Undemocratic selection of Chairpersons or so-called Friends of the
Chair. In Doha, the conference Chairman personally appointed "Friends
of the Chair" to conduct negotiations on specific issues that
were contentious. There had been no prior discussion or decision by
the General Council or by the Ministerial Conference to give the
Chairman the authority to personally select the facilitators for the
issues. The appointment by the Chairman (instead of election by
Members) of important officials of the Conference who play such a key
function in directing or guiding negotiations on critical issues that
are unresolved, is a major undemocratic feature of the WTO system. At
other international Conferences (e.g. the UN World Conferences), the
chairpersons of negotiating groups are elected through an open and
transparent process, with each region being able to make proposals
for candidates, etc. In the WTO, the criteria with which the
facilitators were chosen were not made known. At Doha, those who were
appointed 'Friends of the Chair' were from the same grouping of
countries that supported the launching of a New Round, including
negotiations on new issues, and members that did not have the same
views (e.g. The Like Minded Group of Developing Countries) were not
chosen. Even though several Members at the first plenary meeting
questioned the Chairman's appointment, the Chairman ignored the
criticisms and proceeded with the appointments and the work of the
groups.
35.
Undocumented and Closed Meetings that undermine transparency.
"Informal consultations" were held, led by the
facilitators, during the Doha conference. Records of these informal
meetings were either not kept, or if kept, they were not made
available to the Members or the public. Most meetings were not
open-ended. The schedule of open-ended meetings (to which everyone is
invited) was usually not known within proper time. The whole
scheduling of meetings was unpredictable.
36.
Views of Members ignored and not reflected in the negotiating texts.
Although there was the appearance that Members were being consulted,
the views of large numbers of countries were not reflected (or not
adequately reflected) in the new drafts of the main Ministerial
Declaration that were produced in Doha, and especially in the
sections on the Singapore issues. This is very unlike the normal
procedures in UN conferences, where drafting is done openly by
Members, with all countries allowed to participate, and with the text
containing the different views available to all. More recently, the
different proposals and positions and the process of amendments have
been projected on a big screen in the negotiating room so that
everyone can clearly follow the negotiations. In the case of WTO
Ministerial conferences, as most recently seen in Doha, the drafting
of WTO texts is non-transparent. Indeed, it is not known to Members,
let alone the public, how the texts were drafted, or by whom, and on
whose authority.

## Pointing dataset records
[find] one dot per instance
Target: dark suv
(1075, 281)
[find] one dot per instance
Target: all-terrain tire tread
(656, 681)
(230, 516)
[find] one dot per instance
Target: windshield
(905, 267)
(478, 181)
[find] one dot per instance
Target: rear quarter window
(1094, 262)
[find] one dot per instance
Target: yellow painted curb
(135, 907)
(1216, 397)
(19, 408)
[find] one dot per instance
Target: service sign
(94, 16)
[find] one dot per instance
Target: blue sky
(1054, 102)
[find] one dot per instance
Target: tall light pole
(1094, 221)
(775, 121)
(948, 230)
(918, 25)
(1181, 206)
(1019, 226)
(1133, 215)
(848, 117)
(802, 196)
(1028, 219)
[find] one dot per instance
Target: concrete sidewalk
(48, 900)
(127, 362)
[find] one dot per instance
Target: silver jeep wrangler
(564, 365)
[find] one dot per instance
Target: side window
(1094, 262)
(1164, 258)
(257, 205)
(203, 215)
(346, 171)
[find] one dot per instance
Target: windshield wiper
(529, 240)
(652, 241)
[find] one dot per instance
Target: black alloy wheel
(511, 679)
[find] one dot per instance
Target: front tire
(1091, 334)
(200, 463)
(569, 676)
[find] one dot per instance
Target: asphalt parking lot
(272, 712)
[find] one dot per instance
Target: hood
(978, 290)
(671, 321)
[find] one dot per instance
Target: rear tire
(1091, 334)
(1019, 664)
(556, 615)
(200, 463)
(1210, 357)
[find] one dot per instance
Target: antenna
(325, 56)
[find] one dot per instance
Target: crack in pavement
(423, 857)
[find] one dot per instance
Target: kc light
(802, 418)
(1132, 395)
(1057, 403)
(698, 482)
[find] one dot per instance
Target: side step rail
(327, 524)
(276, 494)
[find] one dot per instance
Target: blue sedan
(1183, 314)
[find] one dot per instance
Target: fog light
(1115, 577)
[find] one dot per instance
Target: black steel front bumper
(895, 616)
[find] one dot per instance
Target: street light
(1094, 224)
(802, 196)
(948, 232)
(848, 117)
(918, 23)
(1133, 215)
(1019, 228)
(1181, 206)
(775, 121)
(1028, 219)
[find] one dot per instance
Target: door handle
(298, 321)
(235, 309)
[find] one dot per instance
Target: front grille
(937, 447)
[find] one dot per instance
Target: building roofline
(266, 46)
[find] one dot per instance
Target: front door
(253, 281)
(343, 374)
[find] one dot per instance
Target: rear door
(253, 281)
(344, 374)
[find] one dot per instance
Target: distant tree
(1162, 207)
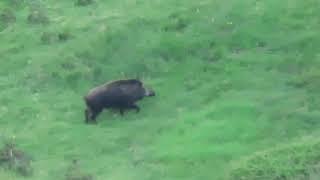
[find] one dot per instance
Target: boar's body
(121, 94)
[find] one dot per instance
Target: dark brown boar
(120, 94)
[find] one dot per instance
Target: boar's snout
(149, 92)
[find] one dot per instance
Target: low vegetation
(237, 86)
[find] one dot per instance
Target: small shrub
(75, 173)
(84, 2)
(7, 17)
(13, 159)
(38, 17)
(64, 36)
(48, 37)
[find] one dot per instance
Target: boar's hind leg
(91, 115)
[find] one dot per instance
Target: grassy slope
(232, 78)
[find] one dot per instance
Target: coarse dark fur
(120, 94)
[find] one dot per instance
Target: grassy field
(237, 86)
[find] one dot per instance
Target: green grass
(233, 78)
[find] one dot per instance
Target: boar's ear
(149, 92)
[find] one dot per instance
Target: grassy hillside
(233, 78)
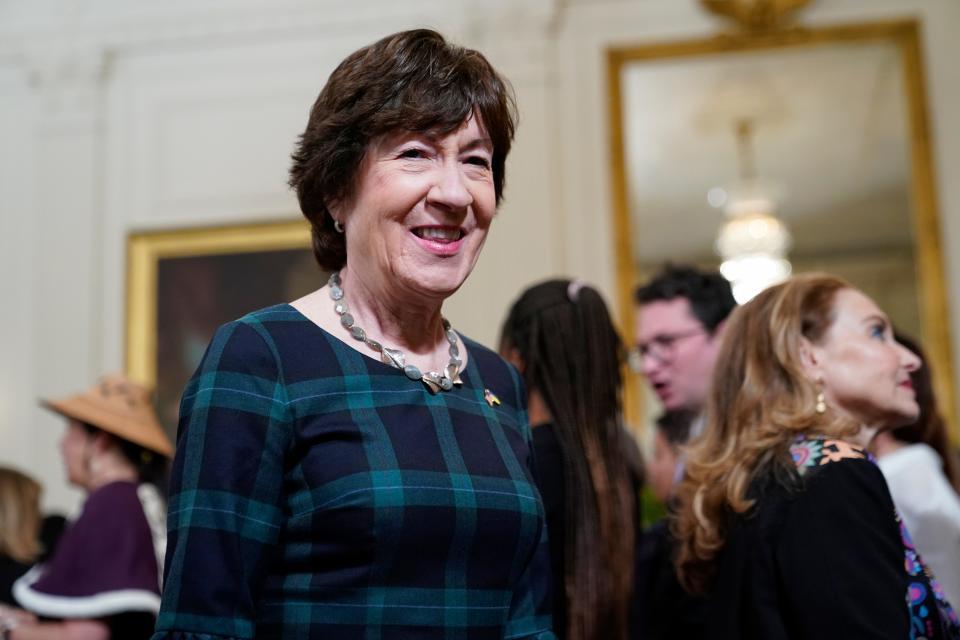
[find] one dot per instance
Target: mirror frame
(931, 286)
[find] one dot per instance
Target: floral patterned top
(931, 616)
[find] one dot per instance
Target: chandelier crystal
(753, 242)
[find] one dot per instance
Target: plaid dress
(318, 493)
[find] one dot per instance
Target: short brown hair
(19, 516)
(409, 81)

## SET TASK
Please reproduce the passage on WTO negotiating procedures word for word, from "Undocumented and Closed" to "meetings was unpredictable.".

## REPLY
Undocumented and Closed Meetings that undermine transparency.
"Informal consultations" were held, led by the
facilitators, during the Doha conference. Records of these informal
meetings were either not kept, or if kept, they were not made
available to the Members or the public. Most meetings were not
open-ended. The schedule of open-ended meetings (to which everyone is
invited) was usually not known within proper time. The whole
scheduling of meetings was unpredictable.